> **PROVIDED PASSAGE**:
▼
Wednesday, June 15, 2016

Puzhehei—A Second Sani Homeland


                                                          by Jim Goodman

Yi village and Pearl Lake
       Landscapes in Wenshan Autonomous Zhuang and Miao Prefecture, southeastern Yunnan, jutting into Guangxi province on its eastern side and bordering Vietnam to the south, differ greatly from the rest of the province.  High mountains characteristic of most of the province don’t exist here.  Instead, small limestone hills of less than a thousand meters height speckle broad plains.  In some places they appear in scenic clusters and Puzhehei, in Qiubei County, where lakes, streams and ethnic minority villages flank the hills, is the most beautiful example.
       About 13 km north of Qiubei city a road bends west to a flat plain studded with small hills and scattered Miao, Han and Zhuang settlements.  It’s another two or three kilometers to the resort  at the edge of the lake, while villages in the immediate area here are Yi.  Puzhehei’s natural attractions made its development as a tourist resort inevitable, but on my first visit in 1999 the business hadn’t really taken off yet.  There were a few hotels and restaurants and a stadium where local Yi put on shows for the occasional tourist group.
farmland beside Pearl Lake
       Next to the resort a few dozen boats lay moored in the water, for the prime activity for most visitors is to take a boat ride on the watercourse that begins with Pearl Lake, at 530 hectares the largest of the district’s 70-odd lakes and ponds, most of them connected by streams to form a 20-km boat journey.  The ride includes stops at a few of the 80 large caves within some of the 300 hills in the area.  
       Having already been to the best of Yunnan’s caves, I passed up the boat ride option and spent my time on foot exploring the area, climbing the small hills to get better photo angles and wandering along the lakes and streams.  The hills come in a variety of shapes.  Some are like round skull caps, others look like thimbles, some like straight or leaning triangles, others long and low, one side higher than the other, resembling crouching animals.
Sani village, Puzhehei
     
 Puzhehei is a Chinese transcription of a Yi language word that means ’pond teeming with fish and shrimps.’   Gathering those fish and shrimps is part of the local Yi lifestyle.  A few families use cormorants to catch fish.  Most villagers take their canoes out onto the lake to cast nets, but also lay long, tubular, netted traps, held together by poles every meter or so, just under the surface along the shoreline for catching shrimps, small fish and a few crayfish.  After pulling in their catch, the people lay them out on the walkways to dry.
▲
Image location labeling listing
▼
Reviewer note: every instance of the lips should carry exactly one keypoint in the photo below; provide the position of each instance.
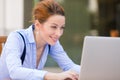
(54, 39)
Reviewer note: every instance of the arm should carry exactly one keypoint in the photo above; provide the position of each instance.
(67, 75)
(13, 50)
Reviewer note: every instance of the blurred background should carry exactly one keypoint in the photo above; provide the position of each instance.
(83, 18)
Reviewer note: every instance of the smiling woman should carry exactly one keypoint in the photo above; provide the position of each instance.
(41, 40)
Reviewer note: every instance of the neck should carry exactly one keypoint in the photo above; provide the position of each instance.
(39, 42)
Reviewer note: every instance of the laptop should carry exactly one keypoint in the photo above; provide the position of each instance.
(100, 58)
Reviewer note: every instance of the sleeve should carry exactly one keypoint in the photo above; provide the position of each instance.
(13, 49)
(59, 55)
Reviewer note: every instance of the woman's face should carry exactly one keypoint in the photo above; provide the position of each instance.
(52, 29)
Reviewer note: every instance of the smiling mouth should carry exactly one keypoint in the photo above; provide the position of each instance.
(54, 39)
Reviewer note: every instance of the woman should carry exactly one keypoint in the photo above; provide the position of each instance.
(41, 39)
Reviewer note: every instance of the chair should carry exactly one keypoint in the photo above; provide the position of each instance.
(2, 42)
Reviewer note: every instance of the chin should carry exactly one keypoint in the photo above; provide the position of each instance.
(52, 43)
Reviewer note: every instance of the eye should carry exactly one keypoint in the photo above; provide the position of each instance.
(54, 27)
(63, 27)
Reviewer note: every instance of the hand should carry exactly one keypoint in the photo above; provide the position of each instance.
(67, 75)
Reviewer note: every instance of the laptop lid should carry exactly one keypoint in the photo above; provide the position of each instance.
(100, 58)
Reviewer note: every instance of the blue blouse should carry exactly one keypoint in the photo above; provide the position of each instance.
(10, 62)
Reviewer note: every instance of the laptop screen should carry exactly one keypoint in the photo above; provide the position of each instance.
(100, 58)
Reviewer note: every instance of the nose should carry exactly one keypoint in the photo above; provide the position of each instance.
(59, 32)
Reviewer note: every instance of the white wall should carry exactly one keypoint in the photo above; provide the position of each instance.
(11, 16)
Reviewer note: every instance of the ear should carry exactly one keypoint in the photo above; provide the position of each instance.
(37, 24)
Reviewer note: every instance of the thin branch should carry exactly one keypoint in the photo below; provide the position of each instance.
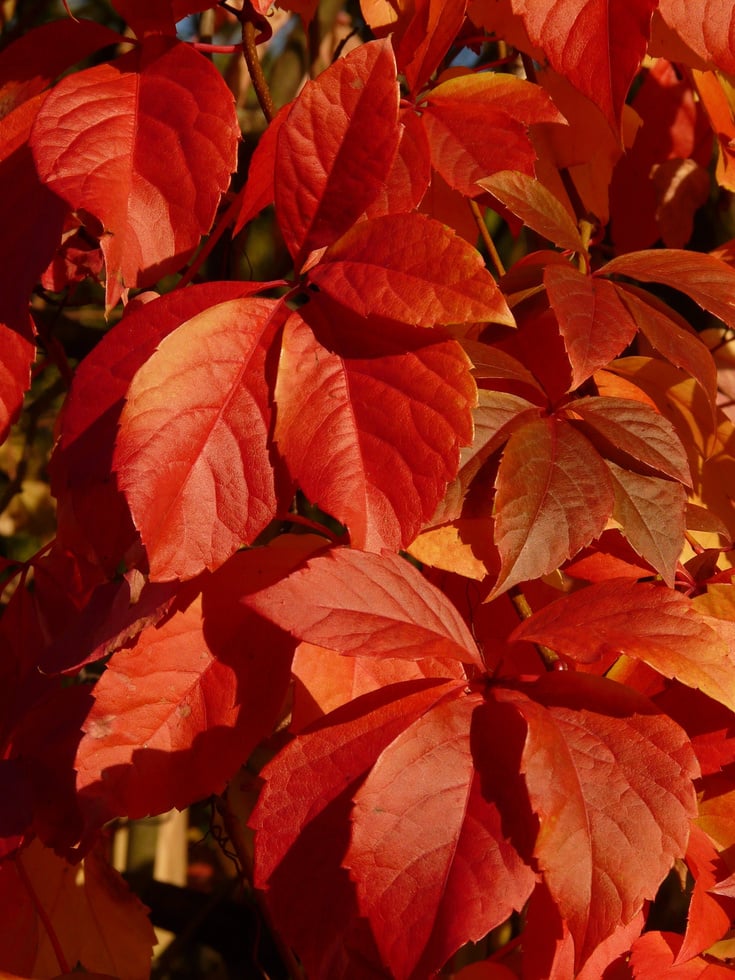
▲
> **EXERCISES**:
**A)** Do the following statements agree with the Puzhehei article? For each, answer yes or no and quote the words from the article that settle it. (i) Pearl Lake covers 530 hectares. (ii) The writer took the boat ride through the caves. (iii) The hills in Wenshan rise higher than a thousand meters.
**B)** Please list every line of the listing that contains the string "below".
The Puzhehei article and the listing have no connection to each other.

> **SOLUTION LIST**:
**A)**
(i) Yes: "at 530 hectares the largest of the district’s 70-odd lakes and ponds"
(ii) No: "I passed up the boat ride option"
(iii) No: "small limestone hills of less than a thousand meters height"

**B)**
Reviewer note: every instance of the lips should carry exactly one keypoint in the photo below; provide the position of each instance.
Reviewer note: every instance of the thin branch should carry exactly one keypoint in the photo below; provide the position of each instance.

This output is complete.